• **Aim of the task**
Convert each of the items below into one Markdown table with two columns, Row and Line. Number the rows in order, put one line in each, and leave out blank lines.
+--
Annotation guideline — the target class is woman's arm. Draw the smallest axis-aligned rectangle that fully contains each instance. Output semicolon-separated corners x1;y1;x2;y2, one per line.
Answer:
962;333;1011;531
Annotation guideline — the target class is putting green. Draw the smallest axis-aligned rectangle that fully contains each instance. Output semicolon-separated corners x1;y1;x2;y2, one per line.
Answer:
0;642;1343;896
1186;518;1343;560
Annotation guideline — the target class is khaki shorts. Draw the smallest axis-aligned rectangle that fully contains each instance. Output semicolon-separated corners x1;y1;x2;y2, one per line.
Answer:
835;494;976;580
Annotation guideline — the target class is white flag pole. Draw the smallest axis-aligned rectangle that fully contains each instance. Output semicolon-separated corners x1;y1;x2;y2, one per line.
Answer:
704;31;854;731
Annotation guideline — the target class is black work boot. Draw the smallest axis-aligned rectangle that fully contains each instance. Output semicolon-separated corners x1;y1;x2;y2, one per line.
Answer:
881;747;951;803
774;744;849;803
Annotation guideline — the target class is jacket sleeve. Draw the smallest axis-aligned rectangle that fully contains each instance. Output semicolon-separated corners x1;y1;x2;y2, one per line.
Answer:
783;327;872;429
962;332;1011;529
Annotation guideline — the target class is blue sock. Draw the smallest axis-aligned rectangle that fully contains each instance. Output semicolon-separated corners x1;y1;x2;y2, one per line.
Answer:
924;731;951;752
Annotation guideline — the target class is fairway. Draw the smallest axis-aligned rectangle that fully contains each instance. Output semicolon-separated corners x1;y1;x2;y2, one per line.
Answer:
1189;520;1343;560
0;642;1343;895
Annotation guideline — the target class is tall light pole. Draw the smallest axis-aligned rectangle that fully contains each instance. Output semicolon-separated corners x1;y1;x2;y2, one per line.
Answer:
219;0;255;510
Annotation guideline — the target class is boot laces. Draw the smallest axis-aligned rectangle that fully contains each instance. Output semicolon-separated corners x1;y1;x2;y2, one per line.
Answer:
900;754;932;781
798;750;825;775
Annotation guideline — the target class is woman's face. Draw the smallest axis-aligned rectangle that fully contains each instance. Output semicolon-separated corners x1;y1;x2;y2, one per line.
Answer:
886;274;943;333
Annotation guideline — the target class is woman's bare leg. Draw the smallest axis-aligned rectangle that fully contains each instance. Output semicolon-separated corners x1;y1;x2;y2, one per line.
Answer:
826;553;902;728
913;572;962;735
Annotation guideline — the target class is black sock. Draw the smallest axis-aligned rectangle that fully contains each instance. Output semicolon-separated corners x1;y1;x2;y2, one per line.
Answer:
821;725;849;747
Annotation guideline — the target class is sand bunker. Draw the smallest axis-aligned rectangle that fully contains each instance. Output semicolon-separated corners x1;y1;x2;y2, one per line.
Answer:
+--
• **Complete answer**
| Row | Line |
|---|---|
| 1 | Annotation guideline — the target class is woman's arm. Draw the smallest axis-aligned rectangle that fully contains each instance. Output semicolon-separated corners x1;y1;x2;y2, one per line. |
| 2 | Answer: |
| 3 | 962;333;1011;531 |
| 4 | Annotation guideline — the target class is putting green. Draw the smallest axis-aligned rectangle that fully contains each instance. Output semicolon-separated corners x1;y1;x2;y2, one per line. |
| 5 | Answer: |
| 6 | 0;642;1343;896 |
| 7 | 1186;518;1343;560 |
| 8 | Annotation guideline — the target class is khaki shorts. Draw the smallest axis-aligned rectangle that fully contains each instance. Output semicolon-separated corners x1;y1;x2;y2, one per line. |
| 9 | Answer: |
| 10 | 835;494;976;580 |
| 11 | Annotation guideline — the target class is white flag pole. Draw the smallest axis-aligned rectangle that fully contains each instance. Output semicolon-separated corners x1;y1;x2;y2, one per line. |
| 12 | Answer: |
| 13 | 704;31;854;731 |
| 14 | Annotation guideline — the target class is black work boot. Draw the smallest axis-aligned rectangle that fully contains each instance. Output semicolon-separated corners x1;y1;x2;y2, one per line. |
| 15 | Answer: |
| 16 | 881;747;951;803 |
| 17 | 774;744;849;803 |
| 18 | Annotation guideline — the target class is jacket sleeve. Draw the smallest axis-aligned rectangle that fully contains each instance. Output semicolon-separated corners x1;y1;x2;y2, one per line. |
| 19 | Answer: |
| 20 | 783;327;872;429 |
| 21 | 962;332;1011;529 |
| 22 | Annotation guideline — the target class is blue sock. Draw the smallest axis-aligned rectangle that fully contains each instance. Output semicolon-separated corners x1;y1;x2;y2, one per line. |
| 23 | Answer: |
| 24 | 924;731;951;752 |
| 25 | Annotation guideline — the target class is fairway. Draw the smallest axis-aligned rectangle that fully contains each instance. Output semicolon-separated corners x1;y1;x2;y2, one per line. |
| 26 | Answer: |
| 27 | 1189;520;1343;560 |
| 28 | 0;642;1343;895 |
| 29 | Annotation guideline — the target class is tall light pole. Draw the smallest axis-aligned rectangle that fully contains each instance. Output semicolon-separated corners x1;y1;x2;y2, one per line. |
| 30 | Answer: |
| 31 | 219;0;255;510 |
| 32 | Annotation guideline — the target class is boot laces. Draw the smallest axis-aligned rectangle that fully contains each instance. Output semicolon-separated corners x1;y1;x2;y2, one per line. |
| 33 | Answer: |
| 34 | 900;754;932;781 |
| 35 | 798;750;825;775 |
| 36 | Annotation guideline — the target class is woman's face. Draw the smallest axis-aligned rectangle that fully contains each instance. Output semicolon-separated corners x1;y1;x2;y2, one per line. |
| 37 | Answer: |
| 38 | 886;274;943;333 |
| 39 | Annotation guideline — the target class is woman's bare leg. Draw the smallest axis-aligned rectangle that fully contains each instance. Output semicolon-separated corners x1;y1;x2;y2, one per line. |
| 40 | Answer: |
| 41 | 826;553;902;728 |
| 42 | 913;572;962;735 |
| 43 | Annotation guideline — the target class is black sock. Draw the smallest axis-aligned rectangle that fully contains each instance. Output semicolon-separated corners x1;y1;x2;y2, one per line. |
| 44 | Answer: |
| 45 | 821;725;849;747 |
| 46 | Annotation guideline — the target class is sand bunker. Draw the smallest axis-aligned rectangle that fully contains each instance. Output semicolon-separated corners x1;y1;x2;y2, one per line. |
| 47 | Answer: |